**Dataset records:**
┄┄┄┄┄┄┄┄┄┄
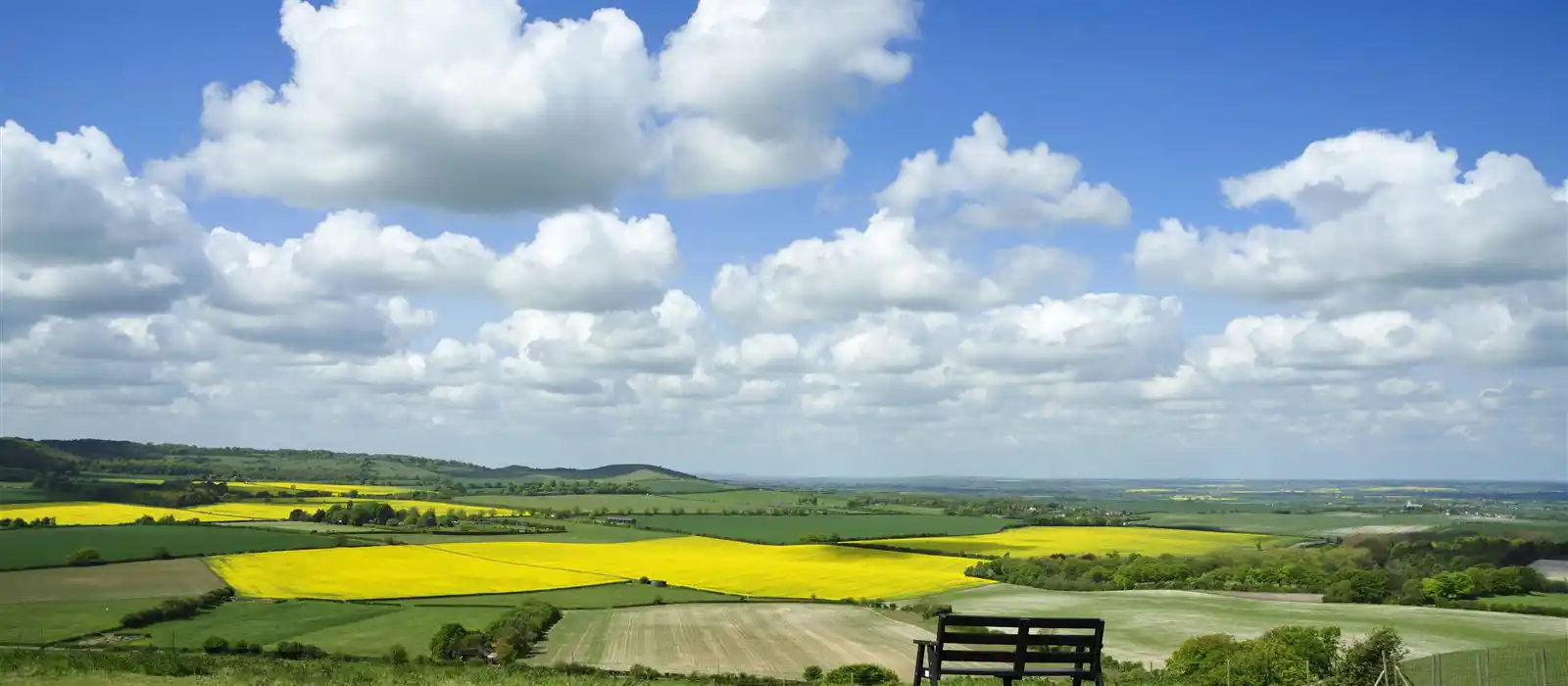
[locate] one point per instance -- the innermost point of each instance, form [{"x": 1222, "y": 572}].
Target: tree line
[
  {"x": 1419, "y": 568},
  {"x": 507, "y": 639}
]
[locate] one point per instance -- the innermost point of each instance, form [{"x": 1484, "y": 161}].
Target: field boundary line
[{"x": 525, "y": 564}]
┄┄┄┄┄┄┄┄┄┄
**Written problem:**
Copy these lines word for word, leaving out the pictures.

**Task result:**
[locate] one point per instance -- the innermost point of each instance, form [{"x": 1222, "y": 572}].
Target: tree line
[
  {"x": 1419, "y": 568},
  {"x": 507, "y": 639}
]
[locate] one point per instance -- the innermost point of each instance, form [{"x": 1484, "y": 161}].
Target: field boundary line
[{"x": 525, "y": 564}]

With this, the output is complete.